• **Assignment**
Search the data below for the word "shorts" and copy each line that holds it.

• **Dataset**
___
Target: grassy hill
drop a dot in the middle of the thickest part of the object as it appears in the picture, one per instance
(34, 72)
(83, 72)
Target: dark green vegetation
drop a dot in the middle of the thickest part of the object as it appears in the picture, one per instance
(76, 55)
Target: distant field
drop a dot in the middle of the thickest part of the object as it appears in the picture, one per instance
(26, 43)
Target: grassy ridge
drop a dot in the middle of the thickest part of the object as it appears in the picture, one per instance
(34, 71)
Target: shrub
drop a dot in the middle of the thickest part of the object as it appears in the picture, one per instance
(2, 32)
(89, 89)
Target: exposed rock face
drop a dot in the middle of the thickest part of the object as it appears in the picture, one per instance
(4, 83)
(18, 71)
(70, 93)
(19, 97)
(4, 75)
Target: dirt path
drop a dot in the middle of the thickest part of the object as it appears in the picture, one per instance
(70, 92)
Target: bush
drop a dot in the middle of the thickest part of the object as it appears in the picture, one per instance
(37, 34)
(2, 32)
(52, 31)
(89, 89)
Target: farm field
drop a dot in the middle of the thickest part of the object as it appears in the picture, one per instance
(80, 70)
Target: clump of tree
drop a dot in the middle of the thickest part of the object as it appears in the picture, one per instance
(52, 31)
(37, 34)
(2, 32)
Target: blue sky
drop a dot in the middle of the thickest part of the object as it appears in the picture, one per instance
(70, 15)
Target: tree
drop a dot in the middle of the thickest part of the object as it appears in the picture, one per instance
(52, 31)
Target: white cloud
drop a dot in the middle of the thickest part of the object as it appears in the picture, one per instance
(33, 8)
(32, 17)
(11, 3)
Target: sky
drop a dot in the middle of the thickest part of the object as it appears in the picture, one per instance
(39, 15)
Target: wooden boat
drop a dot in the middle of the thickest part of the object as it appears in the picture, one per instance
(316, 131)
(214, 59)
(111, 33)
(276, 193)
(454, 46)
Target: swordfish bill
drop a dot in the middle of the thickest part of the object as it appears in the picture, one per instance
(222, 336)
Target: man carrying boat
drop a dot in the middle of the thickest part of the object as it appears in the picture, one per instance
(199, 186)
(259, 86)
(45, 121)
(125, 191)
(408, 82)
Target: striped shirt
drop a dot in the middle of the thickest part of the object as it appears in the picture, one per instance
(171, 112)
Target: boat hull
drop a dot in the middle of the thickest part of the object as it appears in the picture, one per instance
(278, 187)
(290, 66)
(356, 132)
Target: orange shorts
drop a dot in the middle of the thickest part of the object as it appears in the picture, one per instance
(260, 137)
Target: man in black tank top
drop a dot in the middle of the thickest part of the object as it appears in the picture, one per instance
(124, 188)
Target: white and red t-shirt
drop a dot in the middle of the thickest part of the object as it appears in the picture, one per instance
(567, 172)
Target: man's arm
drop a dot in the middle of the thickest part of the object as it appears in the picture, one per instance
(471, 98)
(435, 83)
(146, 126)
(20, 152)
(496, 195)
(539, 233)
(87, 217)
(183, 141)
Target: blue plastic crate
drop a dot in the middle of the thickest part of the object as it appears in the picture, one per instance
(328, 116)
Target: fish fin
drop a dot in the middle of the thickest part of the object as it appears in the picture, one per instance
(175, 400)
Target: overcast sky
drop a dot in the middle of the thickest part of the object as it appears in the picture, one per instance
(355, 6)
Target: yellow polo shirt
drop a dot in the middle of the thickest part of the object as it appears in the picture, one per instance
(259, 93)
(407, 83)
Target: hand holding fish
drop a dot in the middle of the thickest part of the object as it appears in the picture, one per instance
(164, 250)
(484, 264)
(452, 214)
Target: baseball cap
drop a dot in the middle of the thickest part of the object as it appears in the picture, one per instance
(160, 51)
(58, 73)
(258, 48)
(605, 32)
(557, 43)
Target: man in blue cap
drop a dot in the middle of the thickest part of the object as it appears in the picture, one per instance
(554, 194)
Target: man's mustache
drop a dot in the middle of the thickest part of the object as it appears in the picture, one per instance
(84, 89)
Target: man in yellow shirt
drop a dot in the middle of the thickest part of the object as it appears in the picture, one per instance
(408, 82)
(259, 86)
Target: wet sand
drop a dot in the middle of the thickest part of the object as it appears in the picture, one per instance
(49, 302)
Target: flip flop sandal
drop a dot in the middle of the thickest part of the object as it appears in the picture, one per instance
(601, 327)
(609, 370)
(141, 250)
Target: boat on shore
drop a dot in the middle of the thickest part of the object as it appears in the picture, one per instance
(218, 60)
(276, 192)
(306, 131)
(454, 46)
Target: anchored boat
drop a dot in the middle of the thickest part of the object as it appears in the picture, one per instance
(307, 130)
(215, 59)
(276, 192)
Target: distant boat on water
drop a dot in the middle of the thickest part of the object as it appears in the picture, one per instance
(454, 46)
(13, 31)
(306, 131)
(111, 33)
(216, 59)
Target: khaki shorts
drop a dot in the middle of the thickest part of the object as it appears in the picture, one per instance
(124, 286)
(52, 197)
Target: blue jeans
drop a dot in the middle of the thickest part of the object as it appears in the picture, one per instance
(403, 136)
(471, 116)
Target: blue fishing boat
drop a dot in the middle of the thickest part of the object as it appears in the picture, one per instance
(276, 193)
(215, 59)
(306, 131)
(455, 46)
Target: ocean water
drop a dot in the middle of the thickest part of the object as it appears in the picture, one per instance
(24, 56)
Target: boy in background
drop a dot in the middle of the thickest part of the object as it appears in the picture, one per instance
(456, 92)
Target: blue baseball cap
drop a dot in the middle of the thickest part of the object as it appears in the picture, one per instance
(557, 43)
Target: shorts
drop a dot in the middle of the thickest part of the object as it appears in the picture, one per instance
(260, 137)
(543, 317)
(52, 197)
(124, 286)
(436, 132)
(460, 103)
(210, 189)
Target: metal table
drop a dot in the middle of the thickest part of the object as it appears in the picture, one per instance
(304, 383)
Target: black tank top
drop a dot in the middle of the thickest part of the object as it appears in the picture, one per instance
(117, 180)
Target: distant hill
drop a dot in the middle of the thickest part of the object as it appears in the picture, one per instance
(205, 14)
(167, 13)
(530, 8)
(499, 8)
___
• **Response box**
Target: orange shorts
Target: khaki shorts
Target: shorts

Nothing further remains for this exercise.